### CONSIGNE
Prolongez le compte rendu consacré à la fin de vie et à l'euthanasie en reprenant juste après sa dernière phrase.

### EXTRAIT CITÉ

-=-=-

Elle a beaucoup étudié aussi le cas français, les discours des uns et des autres lors du vote de la loi Leonetti (2005), les amendements défendus. Les références recherchées dans les discours des responsables religieux, catholiques, protestants, juifs et musulmans, sont intéressants, tous consacrant l'impossibilité d'une mort choisie, à la fois parce que la vie d'un homme est dans la main de Dieu, et aussi pour des raisons d'appartenance à une communauté. D'une certaine façon, l'être humain ne s'appartient pas totalement, il appartient aussi à sa communauté.
Plus rarement évoqués, les quelques jugements de la Cour européenne saisie en application de la Déclaration universelle des Droits de l'Homme, en 2011. La Cour reconnaît le droit de mettre fin à ses jours, mais pas l'obligation des Etats de les y aider, car « la majorité des Etats semblent donner plus de poids à la protection de la vie ». La Cour donne toute latitude aux Etats pour légiférer sur ce sujet !
L'auteur assume totalement une position laïque (non soumise à quelque religion) et sans appartenance à une religion. De là, ses conclusions sur le respect d'un droit de disposer de son corps sans considération de « communauté ». Mais cela se révèle plus compliqué que cela.
Depuis le Moyen Age en Europe et en France, le suicide est malmené, les suicidés mis hors du monde social, une honte pour le suicidé : sa famille va le cacher. Elle apporte pas mal de données chiffrées sur le suicide.
Restent les questions plus strictement médicales : soulager la souffrance fait partie du serment d'Hippocrate. Les lois sur la fin de vie, y compris en France, engagent à soulager ces malades, alors pourquoi ne pas aller au bout de ce soulagement ? Lorsque les souffrances deviennent intolérables sur la durée et inapaisables.
Il faut dire que les soins palliatifs ont été inventés pour cela, soulager, accompagner, jusqu'à la fin. En Belgique l'auteur note que les soins palliatifs sont souvent un « sas » parfois suivi d'une demande d'euthanasie. La loi belge, d'ailleurs, a prévu le recours aux soins palliatifs en même temps qu'elle légalise le recours à l'euthanasie dans des cas précisément encadrés, et qu'elle reconnaît aussi une clause de conscience pour les médecins qui peuvent donc refuser un tel acte.

-=-=-

### DONNÉES FOURNIES
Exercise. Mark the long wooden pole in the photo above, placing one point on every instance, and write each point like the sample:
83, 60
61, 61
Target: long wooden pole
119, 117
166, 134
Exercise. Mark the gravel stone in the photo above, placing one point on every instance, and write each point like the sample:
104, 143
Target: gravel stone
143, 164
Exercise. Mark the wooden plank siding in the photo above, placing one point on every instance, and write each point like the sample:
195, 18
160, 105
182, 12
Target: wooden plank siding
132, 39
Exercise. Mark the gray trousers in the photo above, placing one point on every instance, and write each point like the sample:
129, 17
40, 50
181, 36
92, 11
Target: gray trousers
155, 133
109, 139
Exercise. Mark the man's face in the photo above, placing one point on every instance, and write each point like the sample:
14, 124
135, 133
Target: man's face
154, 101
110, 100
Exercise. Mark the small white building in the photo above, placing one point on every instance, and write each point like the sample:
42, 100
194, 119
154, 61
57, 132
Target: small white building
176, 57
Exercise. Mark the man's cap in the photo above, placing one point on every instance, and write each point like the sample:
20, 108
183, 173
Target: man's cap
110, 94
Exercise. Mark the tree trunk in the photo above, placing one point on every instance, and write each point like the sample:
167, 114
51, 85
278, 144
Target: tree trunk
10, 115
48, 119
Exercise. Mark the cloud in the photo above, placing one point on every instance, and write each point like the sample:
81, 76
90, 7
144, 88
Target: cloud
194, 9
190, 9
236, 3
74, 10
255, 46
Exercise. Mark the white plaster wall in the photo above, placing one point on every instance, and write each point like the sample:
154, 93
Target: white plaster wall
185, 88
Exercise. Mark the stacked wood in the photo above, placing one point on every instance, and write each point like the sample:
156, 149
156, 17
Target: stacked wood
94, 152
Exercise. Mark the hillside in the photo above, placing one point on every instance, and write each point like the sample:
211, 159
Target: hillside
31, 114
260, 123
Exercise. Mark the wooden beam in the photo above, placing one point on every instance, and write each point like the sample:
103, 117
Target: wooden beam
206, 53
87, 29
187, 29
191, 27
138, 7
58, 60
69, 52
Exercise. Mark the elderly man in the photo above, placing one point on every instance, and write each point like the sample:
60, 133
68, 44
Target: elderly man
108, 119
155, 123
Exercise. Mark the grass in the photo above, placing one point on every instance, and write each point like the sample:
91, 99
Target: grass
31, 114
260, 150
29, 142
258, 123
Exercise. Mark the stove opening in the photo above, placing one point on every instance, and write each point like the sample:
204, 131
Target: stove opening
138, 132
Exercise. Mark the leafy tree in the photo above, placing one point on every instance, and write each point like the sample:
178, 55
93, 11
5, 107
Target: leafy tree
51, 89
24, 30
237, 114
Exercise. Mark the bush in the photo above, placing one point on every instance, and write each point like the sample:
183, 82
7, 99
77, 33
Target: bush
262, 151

-=-=-

### RÉPONSE
En France, la loi « fin de vie » insiste sur les soins palliatifs, mais n'a pas donné les moyens suffisants pour les développer largement dans l'ensemble du territoire !
Enfin, l'auteur aborde la question de la dignité, c'est quoi la dignité invoquée ? Pour un évêque dont elle cite le propos, « la dignité de l'homme tient à son humanité même et rien ne saurait ôter cette dignité ». Donc tout être humain est digne ! Et demander à mourir plus vite serait un contournement d'un devoir de vivre, devoir quasi « social » ou communautaire.
Pour d'autres, la dignité est une valeur reconnue par la DUDH qui « interdit de traiter [les hommes] d'une manière telle que leurs droits fondamentaux soient bafoués ».
Que sera la dignité ? Celle de la personne ? Ou celle de sa vie ? Un homme peut être digne en toutes circonstances, mais aussi considérer que les circonstances qui sont faites à sa vie hic et nunc ne le sont plus.
Ce chapitre, comme les précédents, est à lire et relire, car la question du « mourir dans la dignité » est controversée, et soumise à tant d'interprétations…
Vous l'avez compris, ce livre très dense mérite une lecture attentive, de le reprendre, l'annoter, et aller se référer aux nombreuses notes d'orientation bibliographique en bas de page.